Referring expression data
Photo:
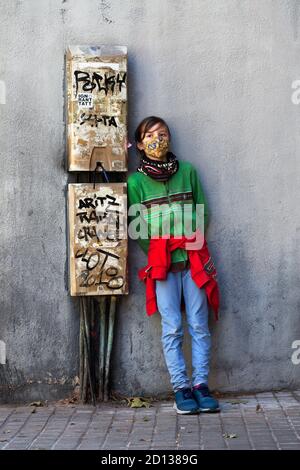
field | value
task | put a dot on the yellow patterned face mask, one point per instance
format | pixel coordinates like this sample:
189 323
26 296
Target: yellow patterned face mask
156 147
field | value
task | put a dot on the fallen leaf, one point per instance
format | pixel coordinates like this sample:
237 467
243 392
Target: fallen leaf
36 403
237 402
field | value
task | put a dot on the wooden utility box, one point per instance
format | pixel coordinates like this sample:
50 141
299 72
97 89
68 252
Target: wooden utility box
98 242
97 107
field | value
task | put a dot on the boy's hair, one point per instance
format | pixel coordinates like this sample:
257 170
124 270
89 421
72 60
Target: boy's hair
145 125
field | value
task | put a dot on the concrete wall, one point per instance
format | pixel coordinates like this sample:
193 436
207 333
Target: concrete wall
221 73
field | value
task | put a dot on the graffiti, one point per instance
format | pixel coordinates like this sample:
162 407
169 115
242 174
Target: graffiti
97 82
92 260
102 119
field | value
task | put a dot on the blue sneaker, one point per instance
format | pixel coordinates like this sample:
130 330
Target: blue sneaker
206 403
185 403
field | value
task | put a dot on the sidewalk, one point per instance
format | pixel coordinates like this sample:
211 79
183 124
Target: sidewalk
258 421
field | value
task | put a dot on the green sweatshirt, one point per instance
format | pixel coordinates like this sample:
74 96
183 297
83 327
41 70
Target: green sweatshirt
163 203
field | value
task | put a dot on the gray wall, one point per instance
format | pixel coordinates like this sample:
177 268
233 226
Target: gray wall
221 73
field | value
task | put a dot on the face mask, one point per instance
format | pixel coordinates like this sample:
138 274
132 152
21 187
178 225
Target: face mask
156 147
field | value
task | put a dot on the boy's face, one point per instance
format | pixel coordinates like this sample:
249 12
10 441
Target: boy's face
155 142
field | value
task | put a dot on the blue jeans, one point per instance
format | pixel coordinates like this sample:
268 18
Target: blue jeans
168 295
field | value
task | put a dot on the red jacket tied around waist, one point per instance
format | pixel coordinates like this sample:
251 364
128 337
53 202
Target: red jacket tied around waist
203 271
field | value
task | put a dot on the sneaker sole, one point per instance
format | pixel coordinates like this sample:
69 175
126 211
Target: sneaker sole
181 412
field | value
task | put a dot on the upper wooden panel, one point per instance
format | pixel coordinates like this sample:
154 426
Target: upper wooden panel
97 107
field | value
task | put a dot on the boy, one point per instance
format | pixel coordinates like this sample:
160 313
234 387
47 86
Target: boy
162 181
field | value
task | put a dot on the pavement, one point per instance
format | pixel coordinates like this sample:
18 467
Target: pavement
268 421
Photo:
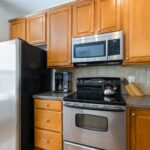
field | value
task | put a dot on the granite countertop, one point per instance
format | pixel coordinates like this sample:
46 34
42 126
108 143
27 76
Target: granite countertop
142 102
51 95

THE TASK
Would you return the entries verbatim, minus any images?

OUTPUT
Photo:
field | value
task | put a dot on the yellow patterned face mask, one point per instance
format | pixel coordinates like this sample:
189 323
26 296
Target: yellow patterned face mask
156 147
field | value
task | put a dot on the fallen leaf, one point per instance
format | pixel coordinates like this sample:
237 467
243 392
Target: fallen leaf
36 403
237 402
field | value
task | put a dot on the wooden utility box, one point per instance
format | pixel coordinates like this sample:
50 141
299 72
97 89
68 252
Target: wooden utility box
98 242
97 107
field | value
task | put a dot on the boy's hair, one point per instance
format | pixel coordinates like this sample:
257 170
124 270
89 421
72 60
Target: boy's hair
145 125
field | value
task | put a dot on the concrete wall, one point per instance
format | pixel coordinates like this sample:
193 436
207 333
Target: concrete wall
221 73
field | value
task | put a dot on the graffiti, one point per instance
format | pixel coordinates like this sample:
162 407
169 115
242 174
Target: graffiti
97 82
92 260
102 119
field | value
task | put a dot on the blue sneaker, one point per instance
format | pixel coordinates like this sample:
130 330
Target: blue sneaker
206 403
185 403
field | value
task | put a dot on the sidewalk, one point per instance
format | pixel coordinates like this sample:
211 79
183 124
Target: sidewalk
258 421
field | value
task | put a dot on the green sweatshirt, one point per instance
format | pixel coordinates like this sample:
74 96
183 297
83 327
41 70
Target: green sweatshirt
163 203
field | value
task | put a dot on the gray wall, one point per instance
format | pixel coordinates like this sample:
177 268
233 226
Target: gray wall
221 73
field | value
task | put a dot on the face mask, one point per instance
format | pixel coordinates like this sample:
138 274
132 152
21 187
178 225
Target: face mask
156 147
field | value
task | put a dot on the boy's face, one point per instance
format | pixel coordinates like this sample:
249 12
10 441
Target: boy's face
155 142
field | value
task | put a dot on the blue jeans, one point per instance
format | pixel coordinates like this sample:
268 18
Target: blue jeans
168 295
field | value
task | put a dot on the red jacket tied around waist, one point per instance
format | pixel coordinates like this sample:
251 364
128 337
53 202
Target: red jacket tied around waist
203 271
field | value
task | put a dot on the sneaker sole, one point per instance
format | pixel coordinates like this sample:
69 175
126 211
Target: sneaker sole
181 412
field | value
task | put a dot on the upper wooden panel, one point per instance
format | pixel coordinates like this sample:
154 426
Target: upper wooden panel
97 107
field | value
task | put a dot on the boy, one point per instance
format | pixel coordinates like this sample:
160 313
234 387
47 86
Target: boy
162 181
field | value
task | put a dot on the pavement, one point per instance
format | pixel coordinates like this sample:
18 467
Target: pavement
268 421
Photo:
field | value
task | put a dot on the granite countertop, one point per instance
format | pixel coordinates like this sample:
46 34
42 126
108 143
27 76
Target: granite countertop
142 102
51 95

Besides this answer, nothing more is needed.